Problems to work on –
1 - Return everything from "Most people think" down to "texturizers, anti-foaming agents." in the ultra-processed food passage, copied word for word.
2 - Carry the ultra-processed food article further, starting right after its final line.

It's called ultra-processed food — and researchers who've spent decades studying it are struggling to find a single way it improves human health.

This isn't a fringe concern anymore. In 2025 and 2026, the science converged. Study after study, from independent institutions across the world, landed on the same conclusion: the more ultra-processed food you eat, the worse almost every health outcome gets.

What "Ultra-Processed" Actually Means

Most people think "processed food" means junk food — chips, soda, fast food. But the definition is more precise, and more unsettling.

The NOVA classification system, developed by Brazilian epidemiologist Carlos Monteiro, defines ultra-processed foods as products that are industrially formulated from substances extracted or derived from foods — or synthesized in labs — and contain additives not found in any home kitchen: emulsifiers, color stabilizers, flavor enhancers, texturizers, anti-foaming agents.

These aren't just Big Macs and Oreos. Ultra-processed foods include:

  • Most breakfast cereals
  • Packaged bread (nearly all supermarket bread)

Extracted entries –
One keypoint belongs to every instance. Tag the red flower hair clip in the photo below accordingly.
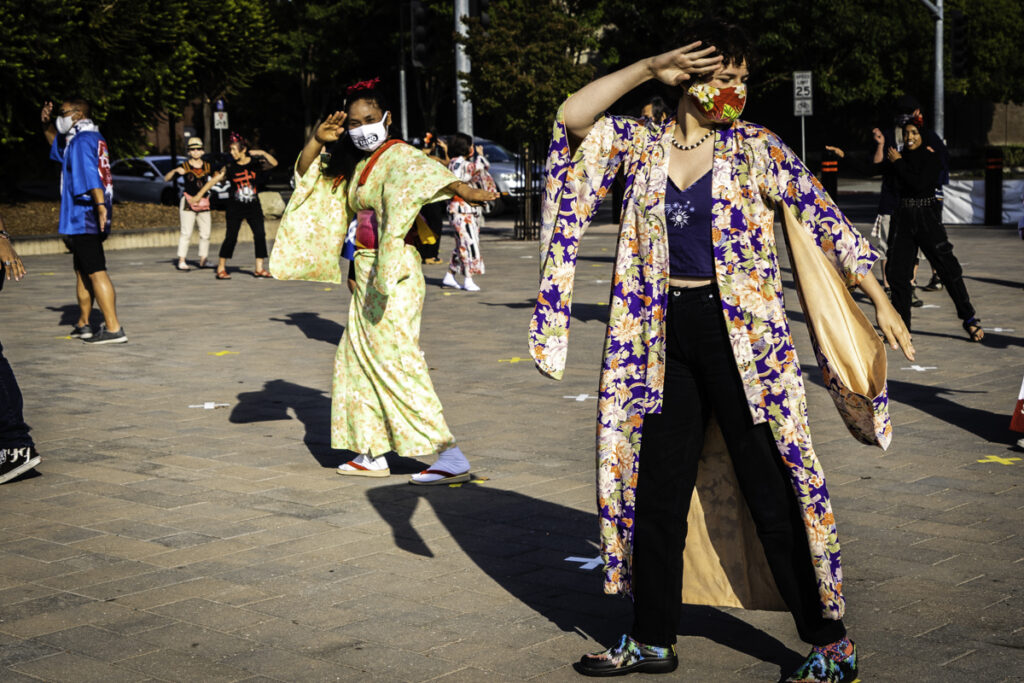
(363, 85)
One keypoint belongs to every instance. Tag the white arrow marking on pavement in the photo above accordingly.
(587, 563)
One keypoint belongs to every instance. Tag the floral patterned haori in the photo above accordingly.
(465, 218)
(382, 398)
(753, 172)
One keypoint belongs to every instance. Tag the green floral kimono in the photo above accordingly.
(382, 398)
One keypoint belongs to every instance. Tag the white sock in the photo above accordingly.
(378, 463)
(452, 461)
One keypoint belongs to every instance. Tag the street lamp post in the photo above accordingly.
(464, 108)
(936, 9)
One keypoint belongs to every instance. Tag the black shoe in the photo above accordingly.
(829, 664)
(629, 656)
(82, 332)
(104, 336)
(14, 462)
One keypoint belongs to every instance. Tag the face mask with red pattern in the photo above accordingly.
(719, 104)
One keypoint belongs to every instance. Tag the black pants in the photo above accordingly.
(13, 431)
(701, 380)
(252, 213)
(915, 227)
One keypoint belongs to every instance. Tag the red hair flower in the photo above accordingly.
(363, 85)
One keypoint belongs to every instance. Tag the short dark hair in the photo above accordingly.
(460, 144)
(729, 40)
(82, 104)
(373, 93)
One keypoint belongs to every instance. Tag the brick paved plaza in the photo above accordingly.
(164, 541)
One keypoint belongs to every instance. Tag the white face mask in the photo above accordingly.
(370, 136)
(64, 124)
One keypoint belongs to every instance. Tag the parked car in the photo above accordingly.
(141, 179)
(503, 168)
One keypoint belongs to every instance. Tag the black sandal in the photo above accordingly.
(974, 330)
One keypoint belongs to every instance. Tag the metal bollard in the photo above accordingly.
(829, 173)
(993, 186)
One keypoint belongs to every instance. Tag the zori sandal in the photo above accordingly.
(445, 478)
(974, 330)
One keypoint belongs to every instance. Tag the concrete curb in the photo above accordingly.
(148, 237)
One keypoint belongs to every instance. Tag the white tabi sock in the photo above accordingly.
(452, 461)
(367, 462)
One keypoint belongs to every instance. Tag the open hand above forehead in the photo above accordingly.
(683, 63)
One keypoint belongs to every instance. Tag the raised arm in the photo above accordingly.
(270, 161)
(674, 68)
(46, 116)
(177, 170)
(214, 179)
(330, 130)
(470, 194)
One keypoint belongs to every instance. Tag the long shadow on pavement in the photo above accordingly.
(311, 407)
(521, 543)
(581, 311)
(69, 314)
(314, 327)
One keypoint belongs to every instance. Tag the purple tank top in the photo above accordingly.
(687, 219)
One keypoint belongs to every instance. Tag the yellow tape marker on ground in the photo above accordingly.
(996, 459)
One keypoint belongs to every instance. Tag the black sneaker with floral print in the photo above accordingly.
(629, 656)
(14, 462)
(836, 663)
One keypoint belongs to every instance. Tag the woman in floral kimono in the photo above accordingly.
(698, 349)
(383, 399)
(469, 165)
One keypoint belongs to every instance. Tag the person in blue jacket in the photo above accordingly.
(86, 203)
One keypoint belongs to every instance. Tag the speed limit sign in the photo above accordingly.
(803, 104)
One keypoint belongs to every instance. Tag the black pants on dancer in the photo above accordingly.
(915, 225)
(252, 213)
(701, 380)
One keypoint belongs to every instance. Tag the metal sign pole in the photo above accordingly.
(803, 140)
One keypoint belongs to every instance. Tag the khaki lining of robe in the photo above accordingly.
(844, 334)
(724, 562)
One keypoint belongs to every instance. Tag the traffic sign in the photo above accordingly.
(803, 92)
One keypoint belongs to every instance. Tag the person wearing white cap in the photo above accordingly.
(192, 211)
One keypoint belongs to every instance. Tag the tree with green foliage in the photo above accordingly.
(134, 60)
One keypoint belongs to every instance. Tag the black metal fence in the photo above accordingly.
(527, 193)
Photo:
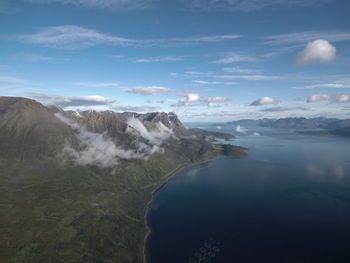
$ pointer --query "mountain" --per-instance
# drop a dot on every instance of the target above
(344, 132)
(75, 186)
(298, 123)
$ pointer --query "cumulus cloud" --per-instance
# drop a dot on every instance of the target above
(150, 90)
(316, 51)
(158, 136)
(335, 98)
(264, 101)
(100, 150)
(240, 129)
(71, 101)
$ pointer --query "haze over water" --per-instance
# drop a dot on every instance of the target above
(288, 201)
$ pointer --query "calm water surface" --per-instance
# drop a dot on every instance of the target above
(289, 201)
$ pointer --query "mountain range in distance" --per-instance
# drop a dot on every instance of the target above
(311, 126)
(75, 186)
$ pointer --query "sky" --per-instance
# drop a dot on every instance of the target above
(205, 60)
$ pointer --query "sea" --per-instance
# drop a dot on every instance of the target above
(288, 201)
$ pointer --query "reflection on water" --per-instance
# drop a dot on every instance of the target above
(289, 201)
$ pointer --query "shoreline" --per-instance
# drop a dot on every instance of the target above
(171, 174)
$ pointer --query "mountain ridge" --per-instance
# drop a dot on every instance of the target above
(75, 186)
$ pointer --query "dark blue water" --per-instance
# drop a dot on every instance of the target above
(289, 201)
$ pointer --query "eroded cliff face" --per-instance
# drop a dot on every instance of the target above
(75, 185)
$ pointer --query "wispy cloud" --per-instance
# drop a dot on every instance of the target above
(110, 4)
(242, 70)
(301, 38)
(315, 52)
(100, 149)
(71, 101)
(194, 99)
(98, 84)
(136, 108)
(264, 101)
(213, 82)
(334, 98)
(233, 57)
(240, 129)
(325, 86)
(284, 109)
(159, 59)
(150, 90)
(249, 5)
(157, 136)
(37, 57)
(74, 37)
(11, 80)
(77, 37)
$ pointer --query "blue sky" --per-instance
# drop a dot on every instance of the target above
(206, 60)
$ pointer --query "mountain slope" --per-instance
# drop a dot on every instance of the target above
(61, 201)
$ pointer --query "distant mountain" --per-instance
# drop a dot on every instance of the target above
(344, 132)
(75, 186)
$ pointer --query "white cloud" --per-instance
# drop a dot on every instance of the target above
(240, 129)
(248, 77)
(319, 97)
(325, 86)
(264, 101)
(37, 58)
(77, 37)
(73, 37)
(71, 101)
(207, 39)
(194, 99)
(98, 84)
(316, 51)
(136, 108)
(150, 90)
(249, 5)
(300, 38)
(11, 80)
(241, 70)
(110, 4)
(157, 137)
(235, 57)
(335, 98)
(213, 82)
(159, 59)
(99, 149)
(284, 109)
(189, 99)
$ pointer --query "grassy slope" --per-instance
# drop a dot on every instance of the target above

Results for each task –
1 -
Most people think "processed food" means junk food — chips, soda, fast food. But the definition is more precise, and more unsettling.

The NOVA classification system, developed by Brazilian epidemiologist Carlos Monteiro, defines ultra-processed foods as products that are industrially formulated from substances extracted or derived from foods — or synthesized in labs — and contain additives not found in any home kitchen: emulsifiers, color stabilizers, flavor enhancers, texturizers, anti-foaming agents.

2 -
  • Flavored yogurts
  • Protein bars and meal replacement shakes
  • Diet sodas and fruit juices
  • Most frozen meals, even "healthy" ones
  • Chicken nuggets, hot dogs, deli meat

The key isn't the calories or the fat content. It's the industrial formulation — the combination of additives that make these foods hyperpalatable, shelf-stable, and in many cases, impossible to eat in moderation.

The Science Is No Longer Deniable

For years, the food industry successfully muddied the research by arguing that correlation isn't causation. People who eat ultra-processed food also tend to be poorer, less educated, and more sedentary — so how do we know it's the food, not the lifestyle?

That debate is largely over.

A landmark 2024 meta-analysis published in The BMJ, covering 9.9 million people across 45 studies, found that ultra-processed food consumption was associated with:

  • 50% higher risk of cardiovascular disease mortality
  • 12% higher risk of type 2 diabetes
  • 22% higher risk of depression and anxiety disorders
  • Significantly higher rates of colorectal cancer, obesity, and all-cause mortality

These associations held after controlling for lifestyle factors like exercise, smoking, and socioeconomic status.

More damning: a 2025 randomized controlled trial — the gold standard in nutrition science — had participants eat either a mostly ultra-processed diet or a mostly whole-food diet for 28 days, with calories matched. The ultra-processed group ate an average of 500 more calories per day without trying to, gained weight, and reported higher cravings and lower mood.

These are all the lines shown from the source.